Task prompt:
The answer must be the data, repeated exactly.

-- Data to use follows --

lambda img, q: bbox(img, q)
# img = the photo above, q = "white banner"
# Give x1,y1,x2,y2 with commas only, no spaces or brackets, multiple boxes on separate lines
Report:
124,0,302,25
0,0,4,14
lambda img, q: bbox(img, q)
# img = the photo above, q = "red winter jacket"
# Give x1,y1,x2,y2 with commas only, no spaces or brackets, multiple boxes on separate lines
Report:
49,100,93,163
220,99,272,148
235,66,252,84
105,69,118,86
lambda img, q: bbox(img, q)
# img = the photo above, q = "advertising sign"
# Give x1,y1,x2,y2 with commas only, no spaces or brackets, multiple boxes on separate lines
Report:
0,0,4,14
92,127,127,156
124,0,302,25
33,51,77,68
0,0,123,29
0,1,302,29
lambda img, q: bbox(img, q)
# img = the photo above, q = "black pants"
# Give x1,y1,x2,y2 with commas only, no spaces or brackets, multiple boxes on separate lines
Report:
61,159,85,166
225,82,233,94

-- Data to use concluded --

Reply:
lambda img, q: bbox(img, q)
# img = the photo above, q = "white banner"
# Give x1,y1,x2,y2 with commas only, no spaces or brackets, multiple boxes on separate lines
Report:
124,0,302,25
0,0,4,14
lambda img, q: bbox(img, q)
# img = the photo above, q = "red winter jacket"
# Give x1,y1,x2,y2 with commas only, no spaces or brackets, multiple boxes on separate lines
Report:
49,100,93,163
220,99,272,148
235,66,252,84
105,69,118,86
lambda img, q: bbox(img, q)
# img = the photo above, q = "advertising sign"
# Give x1,y1,x2,y2 with commas only, no spaces or brackets, multiple boxes on separate lines
Report:
0,0,4,14
92,127,127,156
124,0,302,25
33,51,77,68
0,0,123,29
0,1,302,29
lambda img, q: bbox(img, q)
# img = the photo above, q = "black pants"
# Give x1,y1,x2,y2 with commas only, no spaces or brackets, multiple boxes on separate lines
Report:
61,159,85,166
225,82,233,94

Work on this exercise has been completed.